Recorded data ::

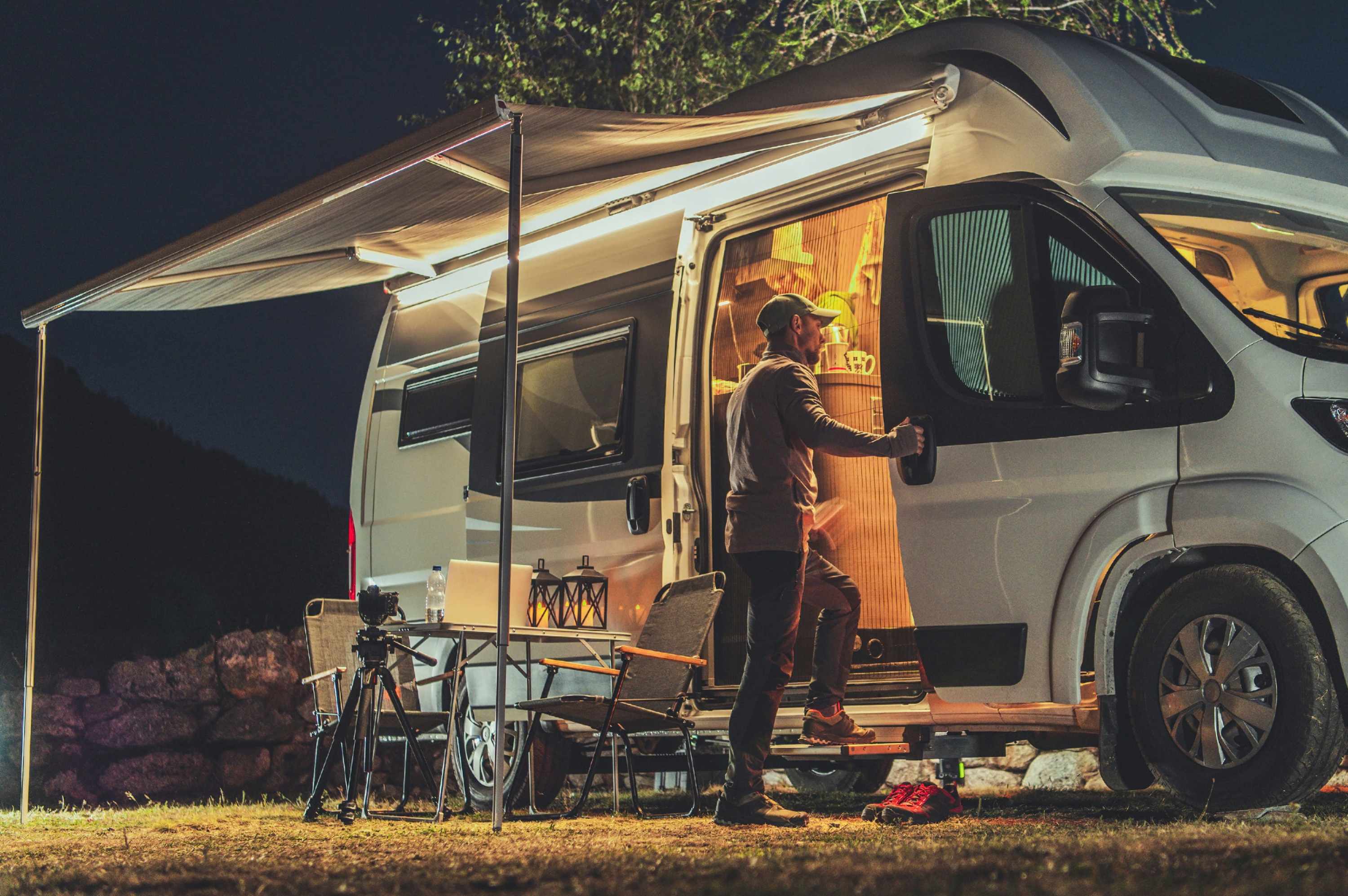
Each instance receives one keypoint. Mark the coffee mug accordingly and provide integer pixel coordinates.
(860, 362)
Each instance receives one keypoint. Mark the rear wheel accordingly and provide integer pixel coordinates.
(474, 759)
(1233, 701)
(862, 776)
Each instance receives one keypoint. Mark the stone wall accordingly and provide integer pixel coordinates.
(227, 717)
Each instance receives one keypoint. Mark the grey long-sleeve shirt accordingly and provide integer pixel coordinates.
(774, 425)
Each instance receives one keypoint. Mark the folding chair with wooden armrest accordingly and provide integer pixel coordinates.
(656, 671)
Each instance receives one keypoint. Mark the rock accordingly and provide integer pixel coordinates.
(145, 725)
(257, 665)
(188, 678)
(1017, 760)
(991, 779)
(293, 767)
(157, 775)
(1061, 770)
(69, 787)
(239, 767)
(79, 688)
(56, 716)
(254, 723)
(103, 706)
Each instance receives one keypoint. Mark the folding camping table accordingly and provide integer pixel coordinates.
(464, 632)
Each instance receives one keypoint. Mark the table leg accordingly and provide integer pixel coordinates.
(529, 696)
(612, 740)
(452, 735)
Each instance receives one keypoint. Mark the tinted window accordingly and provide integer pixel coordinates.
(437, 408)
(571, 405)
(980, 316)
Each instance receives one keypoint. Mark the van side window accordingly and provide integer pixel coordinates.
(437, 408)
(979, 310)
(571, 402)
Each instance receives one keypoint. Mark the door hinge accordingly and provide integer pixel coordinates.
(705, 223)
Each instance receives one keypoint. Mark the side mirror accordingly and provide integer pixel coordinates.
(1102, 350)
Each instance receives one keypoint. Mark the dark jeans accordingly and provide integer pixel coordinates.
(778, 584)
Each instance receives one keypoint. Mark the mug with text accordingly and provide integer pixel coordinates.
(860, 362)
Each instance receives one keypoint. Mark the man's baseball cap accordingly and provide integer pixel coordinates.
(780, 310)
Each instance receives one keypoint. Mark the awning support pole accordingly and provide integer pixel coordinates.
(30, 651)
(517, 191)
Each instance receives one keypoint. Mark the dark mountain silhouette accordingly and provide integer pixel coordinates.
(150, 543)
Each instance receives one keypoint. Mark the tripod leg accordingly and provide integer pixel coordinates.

Work to do ::
Reproduce the part of the items that opens with the line containing "Each instance receives one keypoint. Mark the dark mountain" and runs through the end of the items, including both of those ends.

Result for this exercise ::
Each instance receives one keypoint. Mark the dark mountain silhouette accordingly and provide integer pixel coordinates.
(150, 543)
Each instance receives one keypoint. Mark the tripod leg accordingly and provide integer pixel coordinates.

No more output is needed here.